• [Work request]
Each line from the one that holds "Query: blue sky" to the end of the records is to be retyped exactly. Pictures are not part of the copy.
== Record excerpts ==
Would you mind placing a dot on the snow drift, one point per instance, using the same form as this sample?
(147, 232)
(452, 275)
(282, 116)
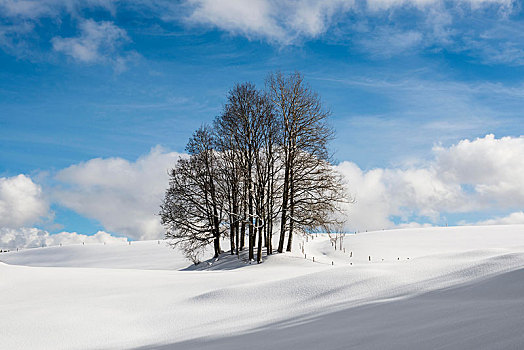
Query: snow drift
(456, 287)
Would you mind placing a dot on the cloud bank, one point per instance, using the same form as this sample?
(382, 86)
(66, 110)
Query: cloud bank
(21, 202)
(123, 196)
(30, 237)
(481, 175)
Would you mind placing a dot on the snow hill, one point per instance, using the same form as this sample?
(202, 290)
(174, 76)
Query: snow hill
(446, 288)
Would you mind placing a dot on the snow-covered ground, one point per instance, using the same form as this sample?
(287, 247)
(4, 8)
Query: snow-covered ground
(453, 287)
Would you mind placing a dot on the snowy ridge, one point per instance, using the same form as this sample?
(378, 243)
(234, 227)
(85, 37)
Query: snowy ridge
(460, 287)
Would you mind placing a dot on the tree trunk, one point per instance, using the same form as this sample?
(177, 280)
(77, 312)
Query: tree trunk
(284, 211)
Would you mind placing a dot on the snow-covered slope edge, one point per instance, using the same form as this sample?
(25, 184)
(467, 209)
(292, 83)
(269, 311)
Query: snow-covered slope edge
(459, 288)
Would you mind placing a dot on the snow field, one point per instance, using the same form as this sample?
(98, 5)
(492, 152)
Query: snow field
(459, 288)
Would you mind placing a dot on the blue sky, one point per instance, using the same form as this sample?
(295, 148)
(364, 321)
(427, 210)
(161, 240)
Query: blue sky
(113, 80)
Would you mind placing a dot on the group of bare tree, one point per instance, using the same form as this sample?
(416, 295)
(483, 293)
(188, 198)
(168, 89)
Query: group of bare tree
(263, 167)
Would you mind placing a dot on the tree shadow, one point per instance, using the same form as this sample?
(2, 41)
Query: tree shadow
(477, 315)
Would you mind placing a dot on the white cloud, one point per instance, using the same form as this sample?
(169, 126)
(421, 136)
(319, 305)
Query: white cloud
(98, 42)
(123, 196)
(286, 21)
(278, 21)
(30, 237)
(21, 202)
(483, 174)
(512, 219)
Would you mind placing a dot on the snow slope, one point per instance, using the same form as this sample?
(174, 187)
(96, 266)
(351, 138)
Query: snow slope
(455, 287)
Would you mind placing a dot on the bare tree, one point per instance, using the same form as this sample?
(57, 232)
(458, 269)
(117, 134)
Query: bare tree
(305, 135)
(265, 160)
(191, 211)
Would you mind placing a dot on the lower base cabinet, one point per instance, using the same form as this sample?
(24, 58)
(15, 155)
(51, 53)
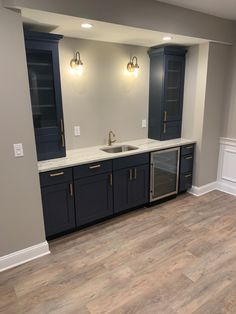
===
• [Output for this task]
Query: blue sky
(113, 80)
Would you mind placing a dot on the group of bare tree, one point per instance, using the same form as this sample?
(416, 295)
(483, 293)
(188, 198)
(168, 89)
Query: group of bare tree
(263, 167)
Would you mind placing a dot on the tree shadow, one point per instance, using the same form as this sample?
(2, 41)
Query: tree shadow
(477, 315)
Would you mind placing a dot on the white cloud, one point per instance, using the same form as this sample?
(169, 126)
(421, 136)
(319, 305)
Query: white cloud
(98, 42)
(123, 196)
(286, 21)
(278, 21)
(30, 237)
(21, 202)
(483, 174)
(512, 219)
Would you mind placing a dot on the snow slope, one point per instance, using the same form as this sample?
(174, 187)
(96, 266)
(351, 138)
Query: snow slope
(455, 287)
Would you mind placing a dot on the bare tree, one point per instance, using the same form as this sample?
(57, 232)
(458, 269)
(117, 134)
Query: bare tree
(305, 135)
(265, 160)
(191, 211)
Would you mind placing a dot on the lower base cabinet, one point per instance, using the same form as this sample?
(24, 58)
(15, 155)
(51, 53)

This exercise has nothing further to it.